WHAT TO DO
Please return each of the entries exactly, minus their pictures.

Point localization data
====================

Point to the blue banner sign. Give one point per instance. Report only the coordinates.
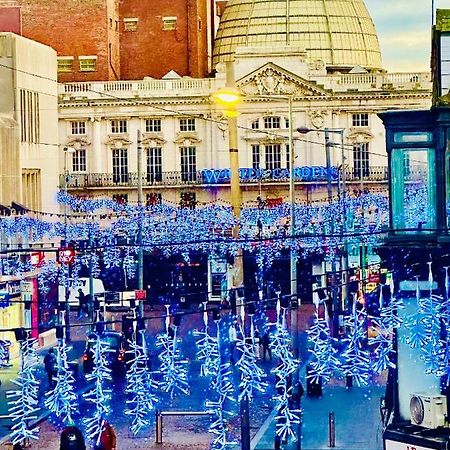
(306, 173)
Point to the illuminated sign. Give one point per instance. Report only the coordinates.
(306, 173)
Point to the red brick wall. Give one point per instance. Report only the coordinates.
(72, 28)
(10, 19)
(152, 51)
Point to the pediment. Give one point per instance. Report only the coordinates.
(153, 139)
(271, 79)
(78, 142)
(187, 138)
(117, 141)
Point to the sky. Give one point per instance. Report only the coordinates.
(404, 31)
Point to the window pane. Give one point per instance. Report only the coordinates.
(413, 189)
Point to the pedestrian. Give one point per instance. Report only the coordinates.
(49, 364)
(232, 338)
(81, 303)
(106, 440)
(72, 439)
(265, 342)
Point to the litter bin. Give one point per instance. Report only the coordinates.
(313, 387)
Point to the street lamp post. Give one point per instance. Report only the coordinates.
(67, 266)
(328, 144)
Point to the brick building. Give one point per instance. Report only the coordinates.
(117, 39)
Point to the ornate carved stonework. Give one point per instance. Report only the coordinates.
(273, 80)
(80, 142)
(187, 138)
(317, 118)
(153, 139)
(117, 141)
(358, 136)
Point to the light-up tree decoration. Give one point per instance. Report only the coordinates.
(99, 395)
(223, 386)
(173, 368)
(140, 386)
(356, 356)
(62, 400)
(252, 376)
(325, 362)
(207, 348)
(286, 416)
(23, 402)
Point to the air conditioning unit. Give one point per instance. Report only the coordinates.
(428, 411)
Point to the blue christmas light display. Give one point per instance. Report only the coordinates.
(173, 368)
(325, 363)
(356, 356)
(381, 343)
(23, 402)
(223, 386)
(140, 386)
(207, 348)
(252, 376)
(62, 400)
(286, 416)
(99, 395)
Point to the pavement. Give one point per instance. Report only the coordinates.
(357, 417)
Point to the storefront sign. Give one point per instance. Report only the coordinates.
(306, 173)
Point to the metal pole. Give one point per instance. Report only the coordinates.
(140, 212)
(91, 281)
(335, 318)
(331, 429)
(294, 300)
(66, 266)
(344, 226)
(158, 438)
(236, 194)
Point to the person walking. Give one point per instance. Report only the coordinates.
(265, 342)
(49, 365)
(107, 438)
(72, 439)
(81, 303)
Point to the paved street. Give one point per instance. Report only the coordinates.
(357, 414)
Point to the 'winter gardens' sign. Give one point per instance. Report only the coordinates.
(306, 173)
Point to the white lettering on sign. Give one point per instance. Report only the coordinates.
(393, 445)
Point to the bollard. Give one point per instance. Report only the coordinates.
(331, 429)
(158, 426)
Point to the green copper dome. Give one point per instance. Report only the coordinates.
(339, 32)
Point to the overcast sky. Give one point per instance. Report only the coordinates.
(404, 30)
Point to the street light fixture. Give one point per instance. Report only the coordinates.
(66, 150)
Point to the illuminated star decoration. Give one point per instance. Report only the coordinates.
(252, 376)
(62, 400)
(356, 356)
(286, 417)
(99, 395)
(140, 386)
(207, 348)
(324, 362)
(23, 402)
(219, 408)
(173, 368)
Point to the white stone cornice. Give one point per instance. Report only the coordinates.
(153, 139)
(187, 138)
(77, 141)
(117, 141)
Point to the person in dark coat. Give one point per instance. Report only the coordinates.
(107, 438)
(265, 342)
(49, 365)
(72, 439)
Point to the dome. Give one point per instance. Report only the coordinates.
(339, 32)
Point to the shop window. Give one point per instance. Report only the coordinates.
(88, 63)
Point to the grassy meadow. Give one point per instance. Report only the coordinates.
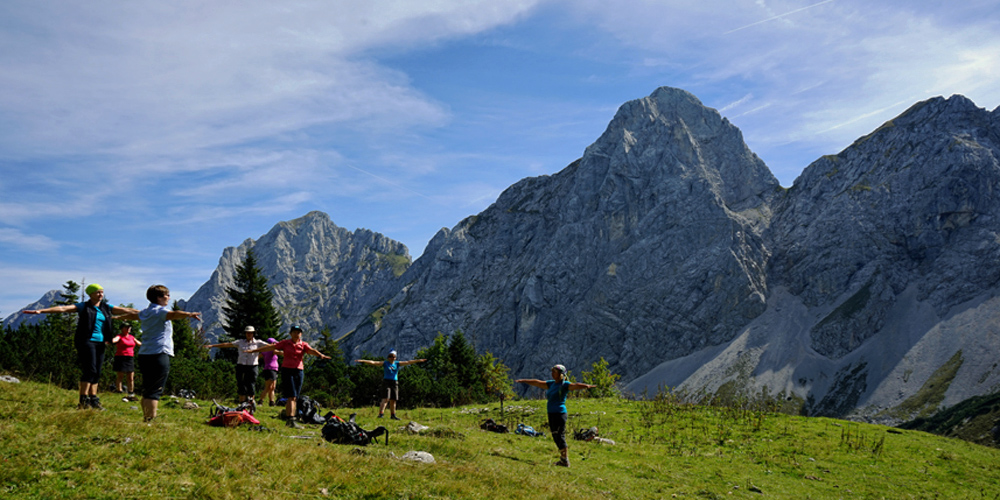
(663, 449)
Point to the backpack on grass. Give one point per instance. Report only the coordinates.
(340, 431)
(527, 430)
(221, 416)
(490, 425)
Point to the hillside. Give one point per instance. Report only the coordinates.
(868, 290)
(664, 449)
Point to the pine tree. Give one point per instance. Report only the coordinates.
(187, 340)
(250, 303)
(602, 377)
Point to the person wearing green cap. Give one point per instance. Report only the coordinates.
(93, 330)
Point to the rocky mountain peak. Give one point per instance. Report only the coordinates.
(322, 275)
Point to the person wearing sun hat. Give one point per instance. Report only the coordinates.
(556, 390)
(246, 364)
(93, 330)
(390, 381)
(292, 374)
(269, 360)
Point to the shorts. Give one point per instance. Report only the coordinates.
(90, 356)
(291, 382)
(124, 364)
(557, 425)
(154, 369)
(391, 389)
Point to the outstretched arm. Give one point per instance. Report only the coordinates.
(533, 382)
(224, 344)
(116, 310)
(314, 352)
(172, 315)
(131, 315)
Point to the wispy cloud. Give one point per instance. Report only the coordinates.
(26, 242)
(773, 18)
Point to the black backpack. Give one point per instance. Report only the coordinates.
(307, 409)
(340, 431)
(490, 425)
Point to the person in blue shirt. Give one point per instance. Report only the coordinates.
(93, 330)
(390, 381)
(556, 391)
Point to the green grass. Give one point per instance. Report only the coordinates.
(664, 449)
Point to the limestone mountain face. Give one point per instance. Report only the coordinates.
(883, 275)
(322, 275)
(15, 320)
(868, 289)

====================

RESULT OF THE TASK
Point to the blue banner sign. Give one point per instance. Report only the coordinates.
(306, 173)
Point to the illuminated sign. Give one point per instance. Report only the coordinates.
(306, 173)
Point to the red brick wall. Give one point per instance. Report only the coordinates.
(72, 28)
(10, 19)
(152, 51)
Point to the pediment. Give one point per instance. Report only the coordinates.
(153, 139)
(271, 79)
(78, 142)
(187, 138)
(117, 141)
Point to the sky. Give one point per instance. Report only the coordinates.
(404, 31)
Point to the window pane. Give one point per instance. Report only the coordinates.
(413, 189)
Point to the pedestrian. Give one point per instance. Report only the coordinates.
(49, 364)
(232, 338)
(81, 303)
(106, 440)
(72, 439)
(265, 342)
Point to the litter bin. Give one point per instance. Report only the coordinates.
(313, 387)
Point to the street lamp post. Give one point per instance. Report only the coordinates.
(67, 266)
(328, 144)
Point to the brick building. Give one point per instance. Report only the coordinates.
(117, 39)
Point to the ornate carved stonework. Give one point per instance. Report only the coordinates.
(273, 80)
(80, 142)
(187, 138)
(317, 118)
(153, 139)
(117, 141)
(358, 136)
Point to the light-up tree decoration. Give one point per instance. Report only the coordinates.
(99, 395)
(223, 386)
(173, 368)
(140, 386)
(356, 356)
(62, 400)
(252, 376)
(325, 362)
(207, 348)
(286, 416)
(23, 402)
Point to the air conditioning unit. Give one point per instance. Report only the coordinates.
(428, 411)
Point to the blue christmas light display. Give one point per instance. Report only the coordinates.
(173, 368)
(325, 363)
(356, 356)
(381, 343)
(23, 402)
(223, 386)
(140, 386)
(207, 348)
(252, 376)
(62, 400)
(286, 416)
(99, 395)
Point to the pavement. Give one point per instance. Report only the coordinates.
(357, 417)
Point to the storefront sign. Give one point per instance. Report only the coordinates.
(306, 173)
Point to the metal pole. Give one point per instance. Report only the coordinates.
(140, 212)
(91, 281)
(335, 318)
(331, 429)
(294, 300)
(66, 266)
(344, 226)
(158, 438)
(236, 194)
Point to the person walking. Give one point per instance. Report only the coordinates.
(265, 342)
(49, 365)
(107, 438)
(72, 439)
(81, 303)
Point to the paved street. Give one point per instance. Report only the coordinates.
(357, 414)
Point to the 'winter gardens' sign. Give one point per instance. Report only the coordinates.
(306, 173)
Point to the white lettering on sign. Give one point per instance. Report only the coordinates.
(393, 445)
Point to the bollard. Give one point per instance. Report only the coordinates.
(331, 429)
(158, 426)
Point to the green copper dome. Give one point per instance. Report only the coordinates.
(339, 32)
Point to the overcast sky. Give one point per instance. Report only the coordinates.
(404, 30)
Point to the street light fixture. Give one point per instance. Report only the coordinates.
(66, 150)
Point to the illuminated star decoration. Give one point per instance. Report only the coordinates.
(252, 376)
(62, 400)
(356, 356)
(286, 417)
(99, 395)
(140, 386)
(207, 348)
(324, 362)
(23, 402)
(219, 408)
(173, 368)
Point to the white stone cornice. Give one point per instance. Report only the coordinates.
(153, 139)
(187, 138)
(77, 141)
(117, 141)
Point to the person in dark coat. Give one point per instance. Report only the coordinates.
(107, 438)
(265, 342)
(49, 365)
(72, 439)
Point to the dome. Give one point per instance. Report only the coordinates.
(339, 32)
Point to the shop window. Give one point per instance. Report only the coordinates.
(88, 63)
Point to the grassy meadow. Give one point per instance. Report only the coordinates.
(663, 449)
Point to the backpack on grass. Give one point per instance. Report only the coordinates.
(340, 431)
(527, 430)
(221, 416)
(490, 425)
Point to the hillside. Give one point per instance. Report only the coordinates.
(868, 290)
(664, 449)
Point to the pine tree. Give one point per instance. Report only the coordinates.
(187, 340)
(250, 303)
(602, 377)
Point to the person wearing green cap. Give one point per instance. Report only the coordinates.
(93, 330)
Point to the rocky mountain peak. Give one point per instance. Report only the coordinates.
(322, 275)
Point to the person wearing sun hat. Give one point per instance. Report only the coordinates.
(556, 390)
(246, 364)
(93, 330)
(390, 381)
(292, 374)
(269, 360)
Point to the shorts. Give one point per instance. Report only the coordinates.
(90, 356)
(291, 382)
(124, 364)
(557, 425)
(154, 369)
(391, 389)
Point to the outstretched arm. Give one point per instance. Report only the coordinates.
(533, 382)
(224, 344)
(116, 310)
(314, 352)
(172, 315)
(131, 315)
Point to the wispy cloud. Give one point per instance. Report only the coordinates.
(26, 242)
(773, 18)
Point to the black backpack. Give one point per instance. Report only the coordinates.
(307, 409)
(340, 431)
(490, 425)
Point to the person in blue shirt. Give one point per instance. Report only the coordinates.
(93, 330)
(390, 381)
(556, 391)
Point to the green grass. Give one point per instance. Report only the coordinates.
(664, 449)
Point to the limestone mountain face. Give one point per instance. Report only the coordinates.
(883, 275)
(322, 275)
(15, 320)
(868, 289)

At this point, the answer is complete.